GIVEN TEXT>
----

Meeting Time and Place
Thursdays, 7:00–9:50 p.m., 111 Foust Building.
Instructor
Dr. Robert J. O’Hara, 100 Foust Building (rjohara@uncg.edu). Office hours: Tuesday/Thursday 1:00–2:00 p.m., or any other time by appointment or chance. You’re always welcome to stop by to talk about anything relating to our class or to academics generally. E-mail messages are welcome and are a reliable way to reach me. If you’d like to know a bit more about my own work and interests you’re welcome to visit my webpage (rjohara.net).
Required Texts
Darwin, Charles. 1859. On the Origin of Species. London: John Murray. (Facsimile of the first edition; Cambridge: Harvard University Press.)
Keller, Evelyn Fox, & Elisabeth A. Lloyd, eds. 1992. Keywords in Evolutionary Biology. Cambridge: Harvard University Press.
Sober, Elliott, ed. 1994. Conceptual Issues in Evolutionary Biology (2nd edition). Cambridge: MIT Press.

----

DATA SHOWN>
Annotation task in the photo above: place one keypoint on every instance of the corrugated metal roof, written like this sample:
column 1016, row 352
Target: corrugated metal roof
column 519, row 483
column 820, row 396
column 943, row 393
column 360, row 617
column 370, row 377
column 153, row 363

----

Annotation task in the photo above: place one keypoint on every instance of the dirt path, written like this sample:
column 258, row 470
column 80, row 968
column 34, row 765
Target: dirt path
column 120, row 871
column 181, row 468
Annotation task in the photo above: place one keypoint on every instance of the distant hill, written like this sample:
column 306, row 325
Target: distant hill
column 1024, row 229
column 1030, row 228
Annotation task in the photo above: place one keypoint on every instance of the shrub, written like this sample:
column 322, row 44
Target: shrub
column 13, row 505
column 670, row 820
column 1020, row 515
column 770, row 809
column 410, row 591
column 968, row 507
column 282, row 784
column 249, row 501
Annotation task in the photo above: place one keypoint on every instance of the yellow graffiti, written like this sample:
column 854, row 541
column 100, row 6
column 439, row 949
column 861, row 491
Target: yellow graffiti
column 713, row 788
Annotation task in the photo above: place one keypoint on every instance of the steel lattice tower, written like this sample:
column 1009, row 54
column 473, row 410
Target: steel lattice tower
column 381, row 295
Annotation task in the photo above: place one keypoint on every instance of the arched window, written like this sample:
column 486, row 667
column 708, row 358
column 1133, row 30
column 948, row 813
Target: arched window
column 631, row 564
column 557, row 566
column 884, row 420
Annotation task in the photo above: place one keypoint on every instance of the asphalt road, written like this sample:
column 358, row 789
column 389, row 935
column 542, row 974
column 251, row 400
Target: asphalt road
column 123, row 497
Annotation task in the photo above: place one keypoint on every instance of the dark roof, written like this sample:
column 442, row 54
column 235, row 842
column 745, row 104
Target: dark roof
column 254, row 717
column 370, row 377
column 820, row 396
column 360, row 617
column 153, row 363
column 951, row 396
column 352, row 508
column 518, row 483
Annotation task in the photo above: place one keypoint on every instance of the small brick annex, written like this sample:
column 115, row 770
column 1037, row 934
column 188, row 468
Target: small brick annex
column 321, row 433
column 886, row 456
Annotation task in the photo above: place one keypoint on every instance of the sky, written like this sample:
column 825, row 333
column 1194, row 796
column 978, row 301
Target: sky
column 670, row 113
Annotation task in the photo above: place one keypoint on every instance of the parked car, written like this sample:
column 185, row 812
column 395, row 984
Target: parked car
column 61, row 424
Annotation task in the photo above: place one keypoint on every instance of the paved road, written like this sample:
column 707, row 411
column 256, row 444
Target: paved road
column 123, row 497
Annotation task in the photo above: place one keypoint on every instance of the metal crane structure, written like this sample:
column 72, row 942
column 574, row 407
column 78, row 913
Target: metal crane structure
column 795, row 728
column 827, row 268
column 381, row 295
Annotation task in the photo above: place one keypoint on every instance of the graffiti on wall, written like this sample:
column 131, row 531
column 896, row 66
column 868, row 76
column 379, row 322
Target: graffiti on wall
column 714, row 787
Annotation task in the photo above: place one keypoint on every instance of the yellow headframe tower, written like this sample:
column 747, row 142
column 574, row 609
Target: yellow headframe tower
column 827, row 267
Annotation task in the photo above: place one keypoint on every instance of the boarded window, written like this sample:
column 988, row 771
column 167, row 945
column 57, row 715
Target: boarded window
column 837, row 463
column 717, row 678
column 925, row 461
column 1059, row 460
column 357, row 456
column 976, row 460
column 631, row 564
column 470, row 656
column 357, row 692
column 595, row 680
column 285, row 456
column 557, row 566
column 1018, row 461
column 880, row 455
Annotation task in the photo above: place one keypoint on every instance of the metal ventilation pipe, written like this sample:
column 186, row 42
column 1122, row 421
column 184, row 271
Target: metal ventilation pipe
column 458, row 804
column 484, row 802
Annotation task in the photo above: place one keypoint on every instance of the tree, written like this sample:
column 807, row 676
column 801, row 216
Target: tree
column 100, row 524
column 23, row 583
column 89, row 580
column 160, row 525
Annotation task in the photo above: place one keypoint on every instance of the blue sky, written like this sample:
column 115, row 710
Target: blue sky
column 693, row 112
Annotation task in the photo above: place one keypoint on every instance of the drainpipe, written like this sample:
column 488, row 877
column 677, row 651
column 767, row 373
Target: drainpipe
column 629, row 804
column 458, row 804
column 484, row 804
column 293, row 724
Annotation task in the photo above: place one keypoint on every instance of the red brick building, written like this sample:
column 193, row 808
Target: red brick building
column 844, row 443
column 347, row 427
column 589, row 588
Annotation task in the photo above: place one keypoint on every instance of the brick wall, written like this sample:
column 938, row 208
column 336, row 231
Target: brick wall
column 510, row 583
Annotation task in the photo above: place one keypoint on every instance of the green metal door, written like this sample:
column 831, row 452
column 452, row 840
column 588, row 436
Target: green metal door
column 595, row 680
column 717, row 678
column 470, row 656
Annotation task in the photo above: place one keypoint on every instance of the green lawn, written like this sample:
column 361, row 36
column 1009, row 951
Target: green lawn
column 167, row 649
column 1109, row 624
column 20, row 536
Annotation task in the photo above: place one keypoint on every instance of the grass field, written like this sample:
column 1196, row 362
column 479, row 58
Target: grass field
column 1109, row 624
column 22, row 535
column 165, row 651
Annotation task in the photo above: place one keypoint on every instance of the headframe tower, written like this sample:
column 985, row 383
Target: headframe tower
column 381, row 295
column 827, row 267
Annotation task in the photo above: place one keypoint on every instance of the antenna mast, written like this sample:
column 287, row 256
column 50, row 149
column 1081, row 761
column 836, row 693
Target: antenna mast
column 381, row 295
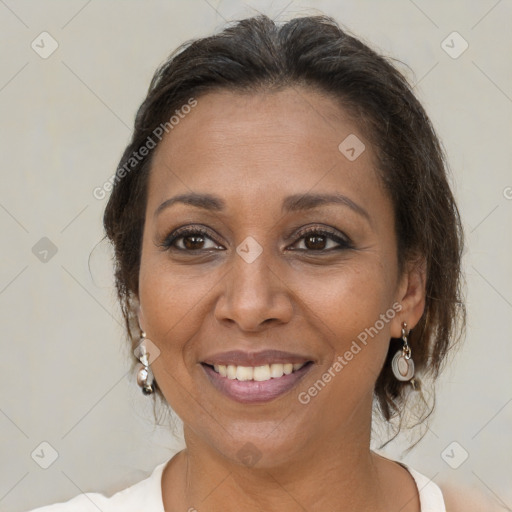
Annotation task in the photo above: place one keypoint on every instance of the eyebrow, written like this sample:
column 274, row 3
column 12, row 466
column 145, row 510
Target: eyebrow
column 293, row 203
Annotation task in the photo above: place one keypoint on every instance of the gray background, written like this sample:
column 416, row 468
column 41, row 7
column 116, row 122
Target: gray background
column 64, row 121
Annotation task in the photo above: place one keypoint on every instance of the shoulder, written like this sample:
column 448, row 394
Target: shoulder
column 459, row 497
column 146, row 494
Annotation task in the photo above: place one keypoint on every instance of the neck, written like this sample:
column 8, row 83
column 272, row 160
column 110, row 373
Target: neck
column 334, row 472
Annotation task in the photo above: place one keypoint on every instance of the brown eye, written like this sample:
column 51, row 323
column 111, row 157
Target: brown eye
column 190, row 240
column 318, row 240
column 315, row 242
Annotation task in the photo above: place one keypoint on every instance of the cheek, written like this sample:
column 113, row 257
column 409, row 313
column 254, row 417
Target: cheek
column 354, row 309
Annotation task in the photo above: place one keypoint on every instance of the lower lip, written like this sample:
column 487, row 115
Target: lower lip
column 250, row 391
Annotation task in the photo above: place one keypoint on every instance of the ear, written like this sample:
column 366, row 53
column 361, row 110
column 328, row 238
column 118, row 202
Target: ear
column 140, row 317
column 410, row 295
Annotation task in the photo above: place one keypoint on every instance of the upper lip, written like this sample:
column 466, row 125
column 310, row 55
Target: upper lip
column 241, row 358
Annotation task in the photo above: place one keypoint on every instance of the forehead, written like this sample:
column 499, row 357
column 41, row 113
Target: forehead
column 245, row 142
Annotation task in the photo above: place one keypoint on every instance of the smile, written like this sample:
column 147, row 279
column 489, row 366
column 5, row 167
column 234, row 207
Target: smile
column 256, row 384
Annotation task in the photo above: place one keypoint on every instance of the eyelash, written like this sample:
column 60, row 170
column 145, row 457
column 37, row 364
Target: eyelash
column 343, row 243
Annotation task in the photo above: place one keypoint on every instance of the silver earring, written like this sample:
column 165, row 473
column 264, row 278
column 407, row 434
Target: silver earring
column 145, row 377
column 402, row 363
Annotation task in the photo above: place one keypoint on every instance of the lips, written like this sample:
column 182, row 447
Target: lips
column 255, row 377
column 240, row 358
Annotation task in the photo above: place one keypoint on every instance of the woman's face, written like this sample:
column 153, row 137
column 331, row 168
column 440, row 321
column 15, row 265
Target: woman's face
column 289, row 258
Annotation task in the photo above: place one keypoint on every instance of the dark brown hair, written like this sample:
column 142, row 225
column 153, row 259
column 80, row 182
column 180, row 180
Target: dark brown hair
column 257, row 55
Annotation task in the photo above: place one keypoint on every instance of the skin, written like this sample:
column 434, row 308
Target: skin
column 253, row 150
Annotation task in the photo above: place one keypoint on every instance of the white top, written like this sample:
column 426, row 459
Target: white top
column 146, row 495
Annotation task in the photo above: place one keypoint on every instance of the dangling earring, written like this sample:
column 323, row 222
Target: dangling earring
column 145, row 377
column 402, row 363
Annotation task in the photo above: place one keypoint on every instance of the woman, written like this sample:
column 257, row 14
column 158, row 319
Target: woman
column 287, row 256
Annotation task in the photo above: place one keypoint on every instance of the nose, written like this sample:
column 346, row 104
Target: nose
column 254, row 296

----

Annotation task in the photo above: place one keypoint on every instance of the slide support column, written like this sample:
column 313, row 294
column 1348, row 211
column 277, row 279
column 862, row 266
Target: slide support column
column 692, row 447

----

PROBLEM TO WORK ON> Resume the course syllabus from the point where it stops. The data comes from a separate source and has no connection to the course syllabus.

TASK OUTPUT>
Assignments and Grading
Because this is an upper-level seminar, regular attendance and class participation are essential; students will be expected to come to class having read and thought about the material and prepared to engage in discussion. Grades will be based on these assignments:
Each student will complete three one-page, single-spaced abstracts of chapters in Keller & Lloyd’s or Sober’s books; a handout on the standard form and style of scientific abstracts will be provided (60%).
Each student will be responsible for leading in-class discussion of two of the chapters we read; a sign-up sheet will be circulated to allow people to choose their preferred chapters (30%).
Each student will complete a 15-minute “final exam” consisting of one question (10%; see below).
Schedule
January 11: Introduction to the course.
January 18: Bowler, pp. 1–25; Malthus On Population, Chapter I; Darwin and Wallace correspondence; Darwin and Wallace papers of 1858.
January 25: Origin Introduction, I, and II.
February 1: Origin III and IV.
February 8: Origin IX and X.
February 15: Origin XI and XII.
February 22: Origin XIII and XIV.
February 29: K & L chapters on Darwinism, Evolution, Natural Selection.
March 14: K & L chapters on Species, Adaptation, Fitness.
March 21: K & L chapters on Altruism, Competition, Niche.
March 28: K & L chapters on Lamarckism, Progress, Teleology.
April 4: Sober chapters on Essentialism and Population Thinking.
April 11: Sober chapters on Adaptationism.
April 18: Sober chapters on Phylogenetic Inference.
April 25: Sober chapters (to be decided).
“Final Exam”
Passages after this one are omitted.